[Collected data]
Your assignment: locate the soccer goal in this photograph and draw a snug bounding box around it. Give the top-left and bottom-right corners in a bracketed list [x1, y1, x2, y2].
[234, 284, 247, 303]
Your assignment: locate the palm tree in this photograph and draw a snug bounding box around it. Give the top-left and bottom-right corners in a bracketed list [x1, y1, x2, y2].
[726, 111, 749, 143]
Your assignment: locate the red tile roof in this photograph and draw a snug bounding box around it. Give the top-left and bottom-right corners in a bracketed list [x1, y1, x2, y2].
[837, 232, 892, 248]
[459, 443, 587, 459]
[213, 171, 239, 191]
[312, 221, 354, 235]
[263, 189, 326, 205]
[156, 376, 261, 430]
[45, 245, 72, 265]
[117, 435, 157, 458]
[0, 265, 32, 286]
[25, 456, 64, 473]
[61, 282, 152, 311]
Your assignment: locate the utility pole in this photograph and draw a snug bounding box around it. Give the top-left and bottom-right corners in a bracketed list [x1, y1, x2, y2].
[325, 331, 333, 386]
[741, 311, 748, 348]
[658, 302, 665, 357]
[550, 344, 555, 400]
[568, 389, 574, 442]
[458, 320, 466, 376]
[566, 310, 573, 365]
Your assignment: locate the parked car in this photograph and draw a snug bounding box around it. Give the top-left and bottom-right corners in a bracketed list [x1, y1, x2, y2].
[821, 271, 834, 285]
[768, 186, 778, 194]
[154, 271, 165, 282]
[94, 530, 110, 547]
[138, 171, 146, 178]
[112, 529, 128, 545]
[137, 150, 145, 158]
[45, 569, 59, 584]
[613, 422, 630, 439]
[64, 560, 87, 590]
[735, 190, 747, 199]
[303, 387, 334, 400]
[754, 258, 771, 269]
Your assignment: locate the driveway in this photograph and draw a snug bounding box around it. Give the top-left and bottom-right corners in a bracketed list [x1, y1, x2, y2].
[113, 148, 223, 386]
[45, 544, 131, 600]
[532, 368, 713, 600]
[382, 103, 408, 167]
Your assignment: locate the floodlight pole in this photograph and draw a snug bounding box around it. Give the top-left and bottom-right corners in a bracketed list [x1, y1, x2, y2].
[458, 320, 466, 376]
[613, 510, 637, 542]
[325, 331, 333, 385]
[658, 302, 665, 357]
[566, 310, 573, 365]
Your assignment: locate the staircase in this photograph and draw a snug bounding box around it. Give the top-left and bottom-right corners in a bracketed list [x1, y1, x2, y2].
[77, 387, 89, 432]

EXERCISE DESCRIPTION - Transcribe all the entries, keeping each one exactly as it is.

SOLUTION TO THE EXERCISE -
Your assignment: locate the soccer goal in this photograph and draw a snug bounding box around it. Give the top-left and bottom-right corners in a bracketed list [x1, y1, x2, y2].
[234, 284, 247, 303]
Your assignment: locate the palm tree in this photograph and draw a snug bounding box around it. Give the top-left and bottom-right corners in a bracketed list [x1, y1, x2, y2].
[726, 111, 749, 143]
Your assignment: locate the red tile roof in this photograph and draw a snug bounding box around it. Give the top-left and bottom-right corners in a bracketed list [x1, y1, x2, y2].
[837, 232, 892, 248]
[459, 443, 587, 459]
[213, 171, 239, 191]
[312, 221, 354, 235]
[263, 189, 326, 205]
[156, 376, 261, 430]
[45, 245, 72, 265]
[117, 435, 157, 458]
[0, 265, 32, 286]
[25, 456, 64, 473]
[61, 282, 152, 311]
Your assignment: locate the utility pole in this photograph and draw a snug bounding box around it. Give the top-left and bottom-right corners in a bracketed list [x1, y1, x2, y2].
[325, 331, 333, 386]
[741, 311, 748, 348]
[658, 302, 665, 357]
[550, 344, 555, 400]
[568, 389, 574, 442]
[458, 320, 466, 376]
[566, 310, 573, 365]
Your assignment: locate the parked car in this photograph and draw a snug bounding box around it. Give the top-left and bottom-right corners in a bracketed list [x1, y1, x2, y2].
[821, 271, 834, 285]
[768, 186, 778, 194]
[154, 271, 165, 282]
[94, 530, 110, 547]
[138, 171, 146, 178]
[112, 529, 128, 545]
[137, 150, 145, 158]
[45, 569, 59, 584]
[613, 422, 630, 439]
[64, 560, 87, 590]
[735, 190, 747, 199]
[303, 387, 334, 400]
[754, 258, 771, 269]
Your assignment: locate the driveway in this photograph and draw a snug bounding box around it. Give the top-left and bottom-right corners in a bracketed list [x1, y1, x2, y2].
[113, 148, 223, 386]
[45, 544, 131, 600]
[532, 368, 713, 600]
[382, 103, 408, 167]
Your assignment: locate the floodlight pole in this photograph and draw a snug bounding box around it. Give the top-left and bottom-right corners in a bracketed list [x1, y1, x2, y2].
[458, 320, 466, 376]
[613, 510, 637, 542]
[325, 331, 333, 385]
[658, 302, 665, 357]
[566, 310, 573, 365]
Your assignment: locate the staircase in this photograph and draw a snug bounding box around it. Give the top-left and bottom-right corners in a bracketed list [x1, y1, x2, y2].
[77, 387, 89, 432]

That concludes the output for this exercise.